═══ Extrait retenu ═══
Avant d’entamer la lecture de cet ouvrage, munissez-vous d’un papier et d’un crayon. Car c’est véritablement « un livre dont vous êtes le héros ». Si le titre fait référence à l’état actuel de l’Église, envisagée ici sans fard, le sous-titre – Petit itinéraire spirituel pour rester debout (malgré tout) – est à prendre au sérieux. Il ne s’agit pas, en effet, d’une énième thèse sur la situation de l’Église, que l’auteur aurait sans nul doute pu faire, en sociologue qu’il est. Ce n’est pas non une défense apologétique de l’Église contre les attaques qu’elle subirait ni une imprécation contre ses propres turpitudes, qui pourraient, les unes comme les autres, expliquer l’effondrement qu’évoque le titre.
Le véritable sujet de ce livre, c’est nous-même. Et plus précisément tous les fidèles qui sont profondément touchés non seulement par les scandales à répétition au sein de l’Église, mais encore par la désaffection, voire la disparition progressive de tant d’instances qui ont si longtemps structuré la vie chrétienne. Mais qui, pour autant, ne comptent pas à leur tour abandonner le navire qui prend l’eau et cherchent, dans ce marasme, à trouver une voie pour continuer à suivre le Christ, et qui entendent bien le faire en restant au sein de l’Église.
À ceux-là, Jacques-Benoît Rauscher – tout dominicain qu’il est – propose, ni plus ni moins, des exercices spirituels. Ils prennent la forme d’un parcours en quatre étapes : d’abord « regarder le tableau » puis « mettre à jour nos fondations » avant de « voire et juger » et enfin « agir ». On reconnaît ici le fameux triptyque « voir – juger – agir » que développa en son temps l’action catholique, et dont on voit qu’il est encore fécond. Le point important me semble ici de prendre le temps d’observer, de regarder les choses comme elles sont, et surtout comment elles nous touchent, avant d’en faire une analyse et plus encore d’en déduire des actions possibles.
Chaque étape de ce parcours est structurée selon un même schéma : une réflexion de l’auteur, suivie de deux très courtes séquences, chacune tenant souvent en une petite page à peine :
- « Pour prolonger personnellement la réflexion », où l’auteur nous propose quelques questions très concrètes pour confronter notre propre expérience à la situation évoquée, afin que les réflexions ne restent pas des spéculations abstraites, en quelque sorte extérieures à nous-même. C’est là que le papier et le crayon vous serviront !
═══
■ À compléter ■
(a) Énumérez les trois termes du triptyque de l'action catholique cité dans la recension.
(b) Reprenez la recension de l'ouvrage de Jacques-Benoît Rauscher après sa dernière phrase et poursuivez-en la rédaction.
═══ Matériel présenté ═══
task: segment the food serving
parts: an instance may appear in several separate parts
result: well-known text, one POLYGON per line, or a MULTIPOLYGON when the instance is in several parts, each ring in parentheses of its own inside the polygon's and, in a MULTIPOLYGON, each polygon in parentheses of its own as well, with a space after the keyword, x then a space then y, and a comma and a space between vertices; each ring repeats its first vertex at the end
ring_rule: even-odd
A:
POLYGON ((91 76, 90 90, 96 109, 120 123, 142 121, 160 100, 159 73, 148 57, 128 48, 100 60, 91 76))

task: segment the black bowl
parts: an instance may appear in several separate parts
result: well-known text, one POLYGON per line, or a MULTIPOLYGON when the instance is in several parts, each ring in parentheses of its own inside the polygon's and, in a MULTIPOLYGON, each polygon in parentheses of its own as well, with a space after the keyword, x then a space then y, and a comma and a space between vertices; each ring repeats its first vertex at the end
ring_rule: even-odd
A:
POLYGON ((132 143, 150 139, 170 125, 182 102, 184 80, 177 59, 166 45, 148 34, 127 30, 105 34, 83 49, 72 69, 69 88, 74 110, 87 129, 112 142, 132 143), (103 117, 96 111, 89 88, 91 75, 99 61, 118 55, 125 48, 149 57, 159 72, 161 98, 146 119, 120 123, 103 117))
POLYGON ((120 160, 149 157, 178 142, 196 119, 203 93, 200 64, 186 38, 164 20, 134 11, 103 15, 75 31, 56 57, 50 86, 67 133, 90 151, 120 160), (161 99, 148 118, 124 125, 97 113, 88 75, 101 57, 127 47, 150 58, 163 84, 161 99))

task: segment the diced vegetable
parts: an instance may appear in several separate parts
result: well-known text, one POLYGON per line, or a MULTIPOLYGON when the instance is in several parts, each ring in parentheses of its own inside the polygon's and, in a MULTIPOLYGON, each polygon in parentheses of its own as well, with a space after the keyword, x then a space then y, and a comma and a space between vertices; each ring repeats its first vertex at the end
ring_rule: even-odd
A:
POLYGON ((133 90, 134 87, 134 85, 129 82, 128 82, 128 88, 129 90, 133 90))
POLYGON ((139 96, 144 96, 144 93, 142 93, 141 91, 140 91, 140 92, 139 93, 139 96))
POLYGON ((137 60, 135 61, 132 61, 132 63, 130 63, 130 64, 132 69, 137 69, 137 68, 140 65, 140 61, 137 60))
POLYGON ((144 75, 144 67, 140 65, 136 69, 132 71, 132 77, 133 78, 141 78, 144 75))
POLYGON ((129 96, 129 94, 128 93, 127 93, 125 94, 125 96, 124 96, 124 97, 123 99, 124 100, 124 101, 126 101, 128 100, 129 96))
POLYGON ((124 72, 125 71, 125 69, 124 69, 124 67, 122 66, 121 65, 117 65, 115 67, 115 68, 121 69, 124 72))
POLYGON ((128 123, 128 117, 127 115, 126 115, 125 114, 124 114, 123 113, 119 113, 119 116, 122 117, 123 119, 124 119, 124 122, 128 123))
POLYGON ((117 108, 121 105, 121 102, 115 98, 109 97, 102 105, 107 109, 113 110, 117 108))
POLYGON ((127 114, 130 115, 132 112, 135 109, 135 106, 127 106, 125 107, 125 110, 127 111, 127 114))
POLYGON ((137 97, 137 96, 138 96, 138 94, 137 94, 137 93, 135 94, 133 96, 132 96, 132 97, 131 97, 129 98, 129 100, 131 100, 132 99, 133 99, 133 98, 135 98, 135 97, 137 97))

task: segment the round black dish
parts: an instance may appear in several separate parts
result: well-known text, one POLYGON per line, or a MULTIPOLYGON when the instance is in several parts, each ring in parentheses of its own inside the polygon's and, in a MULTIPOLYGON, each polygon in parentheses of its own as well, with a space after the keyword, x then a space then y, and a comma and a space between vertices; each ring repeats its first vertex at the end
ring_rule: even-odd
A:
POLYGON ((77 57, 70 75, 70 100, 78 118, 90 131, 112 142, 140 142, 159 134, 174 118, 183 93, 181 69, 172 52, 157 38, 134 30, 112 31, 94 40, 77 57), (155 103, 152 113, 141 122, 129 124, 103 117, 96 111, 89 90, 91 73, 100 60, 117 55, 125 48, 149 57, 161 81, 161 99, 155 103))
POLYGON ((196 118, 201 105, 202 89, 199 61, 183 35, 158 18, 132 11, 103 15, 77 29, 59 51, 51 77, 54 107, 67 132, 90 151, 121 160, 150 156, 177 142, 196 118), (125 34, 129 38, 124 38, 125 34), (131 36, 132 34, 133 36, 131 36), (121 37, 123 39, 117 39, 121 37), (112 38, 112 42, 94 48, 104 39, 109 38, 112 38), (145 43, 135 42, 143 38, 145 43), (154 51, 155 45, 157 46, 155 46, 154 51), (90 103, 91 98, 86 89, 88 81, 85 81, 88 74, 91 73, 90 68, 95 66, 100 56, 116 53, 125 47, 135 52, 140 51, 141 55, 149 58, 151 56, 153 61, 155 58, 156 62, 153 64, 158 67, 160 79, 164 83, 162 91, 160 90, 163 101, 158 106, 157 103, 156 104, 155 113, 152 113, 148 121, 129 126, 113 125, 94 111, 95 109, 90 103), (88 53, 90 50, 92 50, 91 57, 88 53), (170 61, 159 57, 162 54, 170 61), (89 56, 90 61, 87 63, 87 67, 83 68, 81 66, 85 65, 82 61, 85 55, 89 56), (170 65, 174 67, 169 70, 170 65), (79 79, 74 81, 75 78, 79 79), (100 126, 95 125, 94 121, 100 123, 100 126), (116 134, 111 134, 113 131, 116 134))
═══
■ Réponses par tâche ■
(a) Voir, juger, agir.

(b)
- « Pour s’ouvrir à la prière » : la perspective de cet ouvrage est bien spirituelle. Il ne serait pas imaginable, dès lors, de ne pas se tourner vers Dieu pour l’interpeller ou le laisser nous parler.
Quand il est question d’une Église qui s’effondre et menace ruine, on pense évidemment à saint François d’Assise, qui entendit l’appel du crucifié : « Va, répare mon Église, tu le vois, elle tombe en ruine ». Cela aurait pu nous valoir une étonnante synthèse : un itinéraire ignatien, proposé par un dominicain et inspiré par une figure franciscaine. Mais c’est dans sa propre famille spirituelle que l’auteur a trouvé son inspiration : saint Dominique, contemporain de François d’Assise, traversa comme lui une période de crise majeure dans l’Église.
L’itinéraire est ainsi éclairé par des scènes de la vie de la saint Dominique. Non pour proposer des solutions « clefs en main » – la situation du monde et de l’Église n’est pas la même – mais pour alimenter la réflexion en regardant comment le chanoine d’Osma se laissa lui-même toucher par les failles de l’Église en son temps pour discerner une voie nouvelle pour annoncer l’Évangile, tout en restant fidèle à l’Église
Dans l’abondante littérature suscitée par la crise – ou sans doute même faut-il dire les crises – de l’Église, l’ouvrage de Jacques-Benoît Rauscher se distingue à plus d’un titre.
- Par sa sobriété tout d’abord. L’ouvrage est bref, et veille à ne jamais s’emporter dans des vastes analyses ou des lointaines spéculations. Les faits évoqués le sont toujours de façon très mesurée, sans chercher l’éclat ou le sensationnel.
- Par sa capacité à se tenir sur une ligne de crête, en évitant les écueils : le déni ou la banalisation d’une part ; la capitulation ou l’imprécation d’autre part.
- Surtout par sa proposition vraiment spirituelle – mais en commençant par prendre acte de la crise, par accepter de reconnaître ce qu’elle touche en nous – suscitant consternation, colère, honte ou accablement – sans l’enjamber pour se réfugier trop vite dans une lecture désincarnée.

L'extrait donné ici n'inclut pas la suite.